### Description of the task
Reproduce the material below from its start through the line containing "[[504, 330]]", substituting "MUST" for "SHOULD" and leaving everything else unchanged. Omit the pictures from your answer.

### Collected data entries

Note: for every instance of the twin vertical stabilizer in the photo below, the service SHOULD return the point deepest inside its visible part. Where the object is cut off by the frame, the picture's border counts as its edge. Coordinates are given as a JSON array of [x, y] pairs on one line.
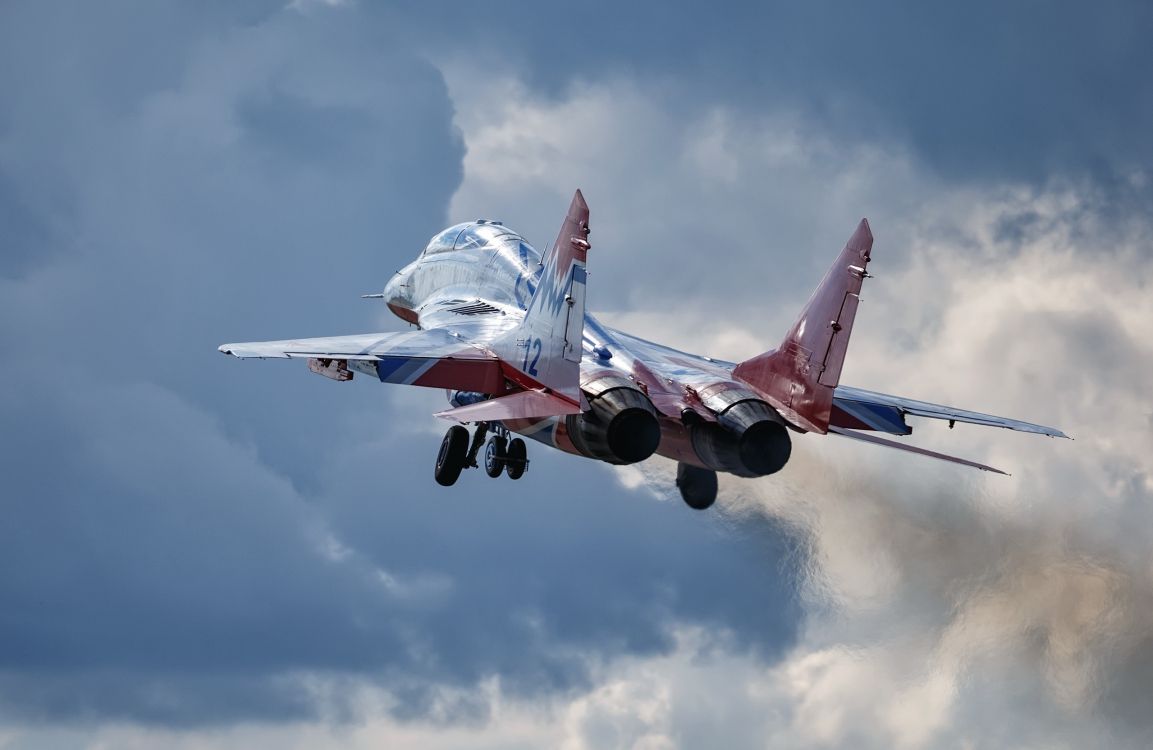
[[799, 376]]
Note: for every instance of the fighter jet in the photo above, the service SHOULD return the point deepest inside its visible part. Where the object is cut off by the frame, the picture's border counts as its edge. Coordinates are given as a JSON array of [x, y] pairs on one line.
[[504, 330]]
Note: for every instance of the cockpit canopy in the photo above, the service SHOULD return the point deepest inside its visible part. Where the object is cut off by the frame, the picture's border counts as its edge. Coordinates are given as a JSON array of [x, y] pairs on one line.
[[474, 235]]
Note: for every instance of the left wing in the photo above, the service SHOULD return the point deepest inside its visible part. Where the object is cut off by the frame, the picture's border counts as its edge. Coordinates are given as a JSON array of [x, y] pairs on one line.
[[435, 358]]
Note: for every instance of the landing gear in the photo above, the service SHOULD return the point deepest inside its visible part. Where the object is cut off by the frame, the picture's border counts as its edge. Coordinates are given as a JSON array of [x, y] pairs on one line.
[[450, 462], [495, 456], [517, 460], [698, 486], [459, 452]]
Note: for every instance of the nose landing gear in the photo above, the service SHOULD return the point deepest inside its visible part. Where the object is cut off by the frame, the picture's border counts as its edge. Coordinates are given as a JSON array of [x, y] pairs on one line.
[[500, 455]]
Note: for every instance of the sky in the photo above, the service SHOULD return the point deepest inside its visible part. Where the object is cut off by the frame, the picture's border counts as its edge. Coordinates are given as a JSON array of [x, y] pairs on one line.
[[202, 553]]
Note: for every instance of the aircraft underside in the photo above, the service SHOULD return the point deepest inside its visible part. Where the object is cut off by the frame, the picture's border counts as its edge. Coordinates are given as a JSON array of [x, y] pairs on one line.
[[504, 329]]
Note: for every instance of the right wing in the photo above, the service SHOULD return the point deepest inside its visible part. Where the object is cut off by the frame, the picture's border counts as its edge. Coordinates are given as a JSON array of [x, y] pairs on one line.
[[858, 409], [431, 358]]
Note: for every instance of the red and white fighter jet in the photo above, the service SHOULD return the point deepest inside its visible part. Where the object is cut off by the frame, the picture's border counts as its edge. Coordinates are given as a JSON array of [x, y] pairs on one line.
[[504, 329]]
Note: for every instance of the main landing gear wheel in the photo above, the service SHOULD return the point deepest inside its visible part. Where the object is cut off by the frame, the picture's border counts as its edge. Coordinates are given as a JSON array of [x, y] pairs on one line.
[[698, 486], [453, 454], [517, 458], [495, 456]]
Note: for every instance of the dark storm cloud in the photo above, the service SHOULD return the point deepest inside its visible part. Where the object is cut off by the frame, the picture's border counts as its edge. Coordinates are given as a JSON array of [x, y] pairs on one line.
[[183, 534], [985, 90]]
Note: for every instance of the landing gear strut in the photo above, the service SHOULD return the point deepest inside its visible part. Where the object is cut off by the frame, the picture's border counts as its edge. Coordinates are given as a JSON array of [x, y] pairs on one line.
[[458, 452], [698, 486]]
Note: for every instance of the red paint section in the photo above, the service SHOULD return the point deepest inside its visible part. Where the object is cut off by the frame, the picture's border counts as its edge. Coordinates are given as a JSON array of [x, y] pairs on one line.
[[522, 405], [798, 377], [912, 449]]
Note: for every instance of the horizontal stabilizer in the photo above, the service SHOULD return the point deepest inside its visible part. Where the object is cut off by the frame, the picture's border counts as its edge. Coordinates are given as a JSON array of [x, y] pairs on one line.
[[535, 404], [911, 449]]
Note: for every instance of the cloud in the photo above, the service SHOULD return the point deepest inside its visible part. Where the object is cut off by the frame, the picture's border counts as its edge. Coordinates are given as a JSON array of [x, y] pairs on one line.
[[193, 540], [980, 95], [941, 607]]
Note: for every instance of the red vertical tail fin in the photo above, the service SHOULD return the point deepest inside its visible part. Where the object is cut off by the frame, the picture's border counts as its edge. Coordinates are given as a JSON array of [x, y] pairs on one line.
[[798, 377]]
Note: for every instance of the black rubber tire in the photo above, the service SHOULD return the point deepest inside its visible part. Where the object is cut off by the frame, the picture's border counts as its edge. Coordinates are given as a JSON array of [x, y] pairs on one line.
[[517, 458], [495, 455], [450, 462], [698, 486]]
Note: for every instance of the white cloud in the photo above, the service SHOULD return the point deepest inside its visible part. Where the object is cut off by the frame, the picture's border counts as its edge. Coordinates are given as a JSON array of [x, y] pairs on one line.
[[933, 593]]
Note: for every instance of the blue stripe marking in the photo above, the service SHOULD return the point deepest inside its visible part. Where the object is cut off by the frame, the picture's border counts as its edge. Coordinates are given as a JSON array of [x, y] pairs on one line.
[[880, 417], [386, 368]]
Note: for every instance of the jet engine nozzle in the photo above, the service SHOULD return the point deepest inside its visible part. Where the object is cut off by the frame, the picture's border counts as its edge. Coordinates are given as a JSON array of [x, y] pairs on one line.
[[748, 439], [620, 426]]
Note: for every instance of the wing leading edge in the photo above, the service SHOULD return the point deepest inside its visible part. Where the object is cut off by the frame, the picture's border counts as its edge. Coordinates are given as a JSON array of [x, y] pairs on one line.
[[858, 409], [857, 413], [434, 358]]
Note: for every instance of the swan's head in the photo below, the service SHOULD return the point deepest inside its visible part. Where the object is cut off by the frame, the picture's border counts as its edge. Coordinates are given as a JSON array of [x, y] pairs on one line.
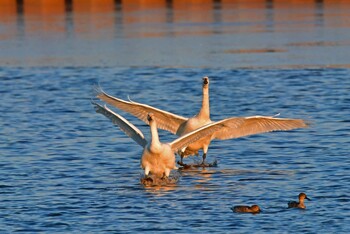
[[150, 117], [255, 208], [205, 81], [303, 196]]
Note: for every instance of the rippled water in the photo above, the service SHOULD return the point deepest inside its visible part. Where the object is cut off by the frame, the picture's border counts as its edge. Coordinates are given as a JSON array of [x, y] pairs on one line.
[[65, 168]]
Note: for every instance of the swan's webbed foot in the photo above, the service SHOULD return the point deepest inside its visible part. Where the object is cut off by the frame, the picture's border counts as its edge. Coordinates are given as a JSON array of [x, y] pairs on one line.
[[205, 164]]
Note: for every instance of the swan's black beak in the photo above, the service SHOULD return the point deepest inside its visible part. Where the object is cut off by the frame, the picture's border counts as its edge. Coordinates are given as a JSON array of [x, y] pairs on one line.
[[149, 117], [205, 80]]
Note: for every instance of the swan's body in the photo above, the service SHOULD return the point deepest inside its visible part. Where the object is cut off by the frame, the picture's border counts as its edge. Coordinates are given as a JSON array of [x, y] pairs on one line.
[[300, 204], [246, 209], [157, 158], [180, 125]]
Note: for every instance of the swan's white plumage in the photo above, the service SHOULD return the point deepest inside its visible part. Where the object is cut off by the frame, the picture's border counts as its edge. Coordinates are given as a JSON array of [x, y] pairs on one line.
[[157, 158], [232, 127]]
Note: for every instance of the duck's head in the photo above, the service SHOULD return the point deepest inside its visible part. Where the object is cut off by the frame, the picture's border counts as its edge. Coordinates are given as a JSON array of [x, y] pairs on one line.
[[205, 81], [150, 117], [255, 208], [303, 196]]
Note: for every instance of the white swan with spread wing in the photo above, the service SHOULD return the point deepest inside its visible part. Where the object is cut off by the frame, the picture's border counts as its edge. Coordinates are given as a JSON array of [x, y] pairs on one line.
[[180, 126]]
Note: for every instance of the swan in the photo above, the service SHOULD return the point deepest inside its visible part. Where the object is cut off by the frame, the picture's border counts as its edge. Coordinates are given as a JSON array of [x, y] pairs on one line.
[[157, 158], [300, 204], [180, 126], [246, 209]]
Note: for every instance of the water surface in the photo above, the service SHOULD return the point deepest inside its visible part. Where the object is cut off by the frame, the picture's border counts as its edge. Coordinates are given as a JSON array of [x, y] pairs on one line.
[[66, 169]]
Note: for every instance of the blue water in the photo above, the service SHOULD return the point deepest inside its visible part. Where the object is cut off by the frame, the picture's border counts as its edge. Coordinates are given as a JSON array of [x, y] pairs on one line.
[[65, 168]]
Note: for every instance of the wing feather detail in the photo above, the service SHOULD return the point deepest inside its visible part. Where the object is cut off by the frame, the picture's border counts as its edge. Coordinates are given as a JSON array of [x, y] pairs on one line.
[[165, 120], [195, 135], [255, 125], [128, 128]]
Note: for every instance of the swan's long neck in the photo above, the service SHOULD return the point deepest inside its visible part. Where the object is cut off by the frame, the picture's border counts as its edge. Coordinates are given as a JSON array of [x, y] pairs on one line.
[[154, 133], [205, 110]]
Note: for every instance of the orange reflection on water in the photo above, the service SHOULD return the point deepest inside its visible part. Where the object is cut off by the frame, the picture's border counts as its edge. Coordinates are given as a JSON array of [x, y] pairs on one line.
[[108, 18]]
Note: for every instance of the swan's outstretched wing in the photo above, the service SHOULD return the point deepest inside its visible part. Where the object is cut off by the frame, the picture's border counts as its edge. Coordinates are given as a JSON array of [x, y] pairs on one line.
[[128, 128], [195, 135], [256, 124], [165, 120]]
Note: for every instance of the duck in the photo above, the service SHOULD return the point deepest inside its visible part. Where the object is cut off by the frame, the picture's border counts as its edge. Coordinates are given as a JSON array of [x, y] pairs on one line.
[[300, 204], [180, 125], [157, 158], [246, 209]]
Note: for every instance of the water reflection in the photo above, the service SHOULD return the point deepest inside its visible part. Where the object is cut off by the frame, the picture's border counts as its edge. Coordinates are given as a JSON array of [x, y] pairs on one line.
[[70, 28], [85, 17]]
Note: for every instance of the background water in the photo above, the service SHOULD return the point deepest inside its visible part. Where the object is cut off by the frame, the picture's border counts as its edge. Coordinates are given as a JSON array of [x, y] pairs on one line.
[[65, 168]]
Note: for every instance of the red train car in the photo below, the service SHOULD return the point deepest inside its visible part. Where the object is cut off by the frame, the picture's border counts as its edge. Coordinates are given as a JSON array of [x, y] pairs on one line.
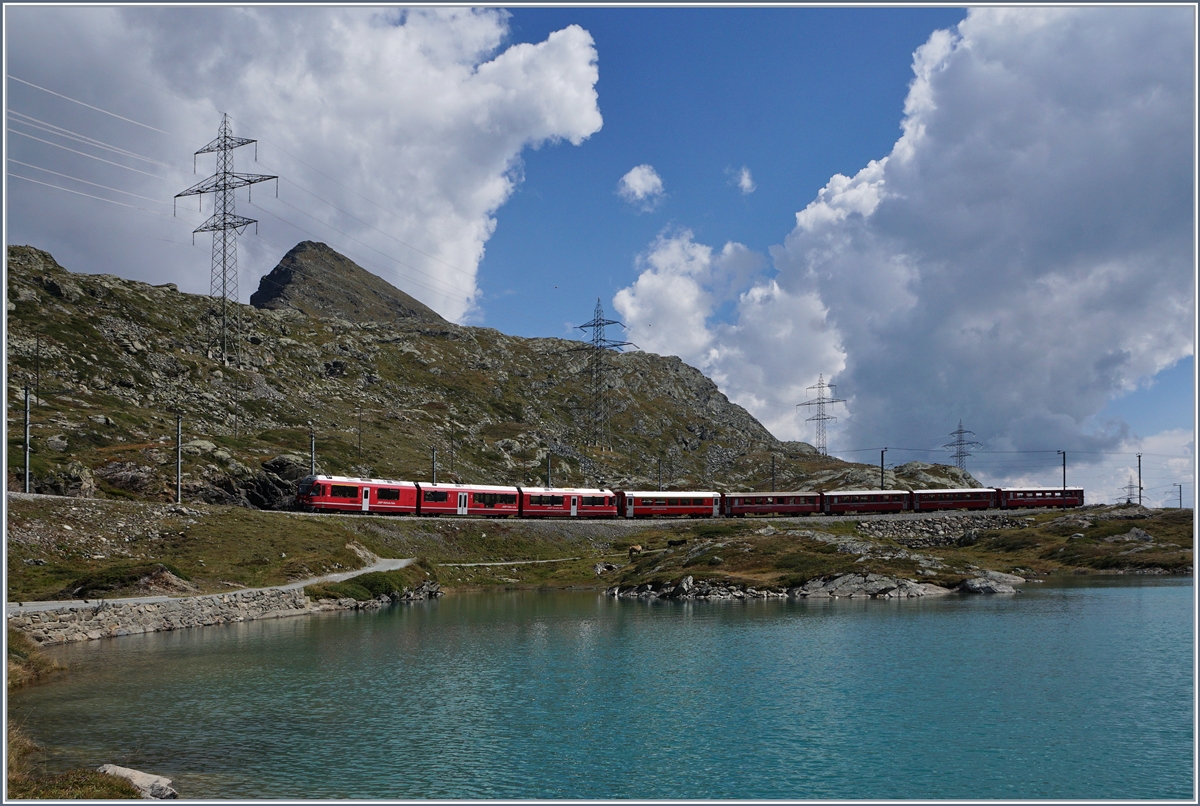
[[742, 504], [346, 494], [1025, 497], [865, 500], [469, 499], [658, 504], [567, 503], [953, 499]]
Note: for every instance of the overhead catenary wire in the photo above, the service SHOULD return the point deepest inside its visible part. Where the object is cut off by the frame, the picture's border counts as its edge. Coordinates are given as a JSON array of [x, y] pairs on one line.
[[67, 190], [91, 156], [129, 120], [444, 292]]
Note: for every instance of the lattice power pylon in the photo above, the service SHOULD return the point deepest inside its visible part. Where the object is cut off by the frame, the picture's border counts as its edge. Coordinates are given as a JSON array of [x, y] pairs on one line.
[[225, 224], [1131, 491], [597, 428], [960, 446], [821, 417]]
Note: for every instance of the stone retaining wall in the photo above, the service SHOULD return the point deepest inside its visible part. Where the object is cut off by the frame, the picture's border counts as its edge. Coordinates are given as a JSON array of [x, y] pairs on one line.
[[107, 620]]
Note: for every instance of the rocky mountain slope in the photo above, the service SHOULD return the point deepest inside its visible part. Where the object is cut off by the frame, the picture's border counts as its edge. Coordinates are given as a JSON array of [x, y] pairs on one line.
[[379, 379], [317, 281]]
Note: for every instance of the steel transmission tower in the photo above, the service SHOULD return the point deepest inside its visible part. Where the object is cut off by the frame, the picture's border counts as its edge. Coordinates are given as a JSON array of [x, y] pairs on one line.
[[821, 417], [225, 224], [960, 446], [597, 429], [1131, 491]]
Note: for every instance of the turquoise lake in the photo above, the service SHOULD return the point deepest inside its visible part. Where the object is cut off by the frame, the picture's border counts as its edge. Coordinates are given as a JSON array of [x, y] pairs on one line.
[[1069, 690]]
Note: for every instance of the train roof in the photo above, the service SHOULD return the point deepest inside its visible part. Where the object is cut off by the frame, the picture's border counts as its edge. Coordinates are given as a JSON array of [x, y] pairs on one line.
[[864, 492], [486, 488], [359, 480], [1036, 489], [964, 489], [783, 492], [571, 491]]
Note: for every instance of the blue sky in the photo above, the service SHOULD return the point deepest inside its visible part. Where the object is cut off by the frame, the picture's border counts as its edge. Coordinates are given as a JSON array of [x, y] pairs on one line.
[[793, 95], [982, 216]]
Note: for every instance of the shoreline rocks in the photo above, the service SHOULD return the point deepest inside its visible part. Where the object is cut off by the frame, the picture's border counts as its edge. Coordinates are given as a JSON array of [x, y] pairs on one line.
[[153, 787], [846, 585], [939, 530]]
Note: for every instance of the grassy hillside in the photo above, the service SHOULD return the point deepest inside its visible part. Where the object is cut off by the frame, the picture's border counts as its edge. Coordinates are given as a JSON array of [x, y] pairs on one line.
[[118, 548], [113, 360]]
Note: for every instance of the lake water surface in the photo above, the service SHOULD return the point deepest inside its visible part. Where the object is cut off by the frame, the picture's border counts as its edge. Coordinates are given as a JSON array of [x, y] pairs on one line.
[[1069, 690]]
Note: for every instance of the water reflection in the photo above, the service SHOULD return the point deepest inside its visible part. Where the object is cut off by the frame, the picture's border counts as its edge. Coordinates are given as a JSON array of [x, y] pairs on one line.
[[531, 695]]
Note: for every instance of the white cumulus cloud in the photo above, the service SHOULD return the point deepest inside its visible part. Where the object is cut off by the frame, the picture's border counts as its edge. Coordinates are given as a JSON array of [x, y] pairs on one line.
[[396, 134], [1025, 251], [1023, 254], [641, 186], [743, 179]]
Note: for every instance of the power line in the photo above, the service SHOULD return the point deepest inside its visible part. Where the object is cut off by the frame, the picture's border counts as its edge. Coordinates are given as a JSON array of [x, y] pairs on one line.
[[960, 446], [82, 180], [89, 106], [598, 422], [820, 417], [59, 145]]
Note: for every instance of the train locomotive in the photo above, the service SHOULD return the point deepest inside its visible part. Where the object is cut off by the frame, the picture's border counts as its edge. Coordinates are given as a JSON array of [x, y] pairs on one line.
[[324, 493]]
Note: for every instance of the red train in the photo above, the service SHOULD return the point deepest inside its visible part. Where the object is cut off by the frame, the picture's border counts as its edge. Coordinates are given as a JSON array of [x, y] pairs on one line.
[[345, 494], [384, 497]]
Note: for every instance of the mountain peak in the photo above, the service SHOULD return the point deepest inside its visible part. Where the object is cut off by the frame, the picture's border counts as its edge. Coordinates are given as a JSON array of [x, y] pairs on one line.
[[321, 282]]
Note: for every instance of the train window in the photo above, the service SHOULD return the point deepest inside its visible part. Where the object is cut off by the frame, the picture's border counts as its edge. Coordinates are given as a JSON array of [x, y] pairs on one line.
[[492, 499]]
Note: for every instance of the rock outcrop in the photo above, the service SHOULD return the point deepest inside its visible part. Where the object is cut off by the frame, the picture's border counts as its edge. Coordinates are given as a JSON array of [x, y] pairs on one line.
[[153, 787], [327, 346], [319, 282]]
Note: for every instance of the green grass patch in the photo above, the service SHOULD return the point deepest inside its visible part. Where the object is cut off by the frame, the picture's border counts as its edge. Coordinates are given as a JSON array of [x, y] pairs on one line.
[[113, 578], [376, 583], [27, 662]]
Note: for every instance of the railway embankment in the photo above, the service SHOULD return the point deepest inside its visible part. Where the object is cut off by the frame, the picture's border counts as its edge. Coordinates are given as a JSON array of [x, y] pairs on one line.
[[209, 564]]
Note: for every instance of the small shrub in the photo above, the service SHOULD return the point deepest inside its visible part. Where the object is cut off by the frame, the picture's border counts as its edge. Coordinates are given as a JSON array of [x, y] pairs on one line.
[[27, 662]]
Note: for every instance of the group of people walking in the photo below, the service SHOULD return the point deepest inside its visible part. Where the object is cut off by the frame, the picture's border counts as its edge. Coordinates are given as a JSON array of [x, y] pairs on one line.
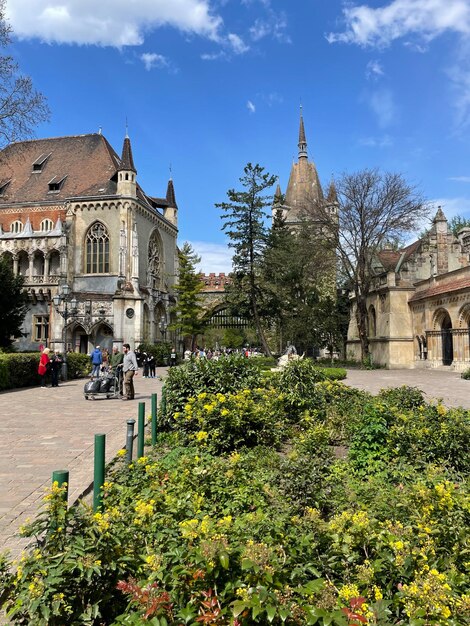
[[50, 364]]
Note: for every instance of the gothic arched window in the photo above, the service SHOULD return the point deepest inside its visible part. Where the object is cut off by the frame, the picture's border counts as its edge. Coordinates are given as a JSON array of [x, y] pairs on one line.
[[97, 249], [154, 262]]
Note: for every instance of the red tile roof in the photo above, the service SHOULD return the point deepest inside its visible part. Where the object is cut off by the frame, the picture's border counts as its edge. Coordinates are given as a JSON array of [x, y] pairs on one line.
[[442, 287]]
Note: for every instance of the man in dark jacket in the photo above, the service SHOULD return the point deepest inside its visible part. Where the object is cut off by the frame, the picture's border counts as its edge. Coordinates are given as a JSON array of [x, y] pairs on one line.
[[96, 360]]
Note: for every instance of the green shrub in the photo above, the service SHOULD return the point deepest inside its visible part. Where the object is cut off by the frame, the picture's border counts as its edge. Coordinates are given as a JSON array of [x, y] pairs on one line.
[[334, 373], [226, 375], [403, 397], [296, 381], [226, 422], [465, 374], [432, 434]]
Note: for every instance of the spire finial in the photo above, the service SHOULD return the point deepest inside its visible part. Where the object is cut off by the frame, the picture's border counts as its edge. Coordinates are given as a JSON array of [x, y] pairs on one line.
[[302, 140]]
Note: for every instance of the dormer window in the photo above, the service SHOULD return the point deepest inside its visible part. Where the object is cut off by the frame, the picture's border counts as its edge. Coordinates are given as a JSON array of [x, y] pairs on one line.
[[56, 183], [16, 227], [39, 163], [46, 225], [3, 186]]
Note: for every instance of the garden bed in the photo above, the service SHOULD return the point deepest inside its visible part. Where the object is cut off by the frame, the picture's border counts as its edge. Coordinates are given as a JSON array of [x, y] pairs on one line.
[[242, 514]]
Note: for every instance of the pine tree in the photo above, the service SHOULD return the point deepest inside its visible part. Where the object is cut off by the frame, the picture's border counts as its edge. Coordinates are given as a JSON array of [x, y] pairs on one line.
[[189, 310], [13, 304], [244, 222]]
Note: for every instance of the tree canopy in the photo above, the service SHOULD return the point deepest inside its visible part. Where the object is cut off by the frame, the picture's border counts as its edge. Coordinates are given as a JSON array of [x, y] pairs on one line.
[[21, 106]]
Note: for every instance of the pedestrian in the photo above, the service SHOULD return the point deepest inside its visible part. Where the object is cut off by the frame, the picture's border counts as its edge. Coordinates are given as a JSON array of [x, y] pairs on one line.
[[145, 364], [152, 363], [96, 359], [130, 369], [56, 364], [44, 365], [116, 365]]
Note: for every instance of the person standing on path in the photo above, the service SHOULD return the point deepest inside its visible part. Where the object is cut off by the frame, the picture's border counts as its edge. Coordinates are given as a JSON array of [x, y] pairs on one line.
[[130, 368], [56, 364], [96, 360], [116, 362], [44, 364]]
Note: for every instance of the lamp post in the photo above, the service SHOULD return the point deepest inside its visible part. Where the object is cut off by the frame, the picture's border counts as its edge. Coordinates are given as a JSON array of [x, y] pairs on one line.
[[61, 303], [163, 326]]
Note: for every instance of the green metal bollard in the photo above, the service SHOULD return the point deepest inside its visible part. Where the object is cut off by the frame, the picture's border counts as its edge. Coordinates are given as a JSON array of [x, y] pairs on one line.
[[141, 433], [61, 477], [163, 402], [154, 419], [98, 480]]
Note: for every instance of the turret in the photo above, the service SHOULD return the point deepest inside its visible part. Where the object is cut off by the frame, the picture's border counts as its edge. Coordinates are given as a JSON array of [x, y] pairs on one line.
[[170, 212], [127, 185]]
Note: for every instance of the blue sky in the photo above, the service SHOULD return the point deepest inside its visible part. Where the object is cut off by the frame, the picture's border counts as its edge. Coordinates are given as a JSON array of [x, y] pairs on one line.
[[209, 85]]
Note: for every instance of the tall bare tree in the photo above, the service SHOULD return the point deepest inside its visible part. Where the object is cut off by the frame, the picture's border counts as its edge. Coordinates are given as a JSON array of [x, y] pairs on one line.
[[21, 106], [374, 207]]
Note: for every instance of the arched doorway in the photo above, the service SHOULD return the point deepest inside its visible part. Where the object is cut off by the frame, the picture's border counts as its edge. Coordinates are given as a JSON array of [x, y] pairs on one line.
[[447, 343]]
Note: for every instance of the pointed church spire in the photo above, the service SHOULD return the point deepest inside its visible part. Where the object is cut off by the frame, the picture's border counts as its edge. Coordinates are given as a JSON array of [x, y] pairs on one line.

### Exercise result
Note: for every instance of the twin vertical stabilizer in the photo below, the service MUST return the point deepest inside its visible part. Where the object is cut off by the frame, the picture's border counts as its edge. Coordinates are given as a JSON array of [x, y] pairs on one line.
[[799, 376]]
Note: for every instance of the fighter jet in the photo above, the service MUST return the point deepest inside its visible part. Where the object is cut off by the frame, the picture's border counts as its edge. Coordinates are given as a JSON array of [x, y] pairs on one line.
[[504, 330]]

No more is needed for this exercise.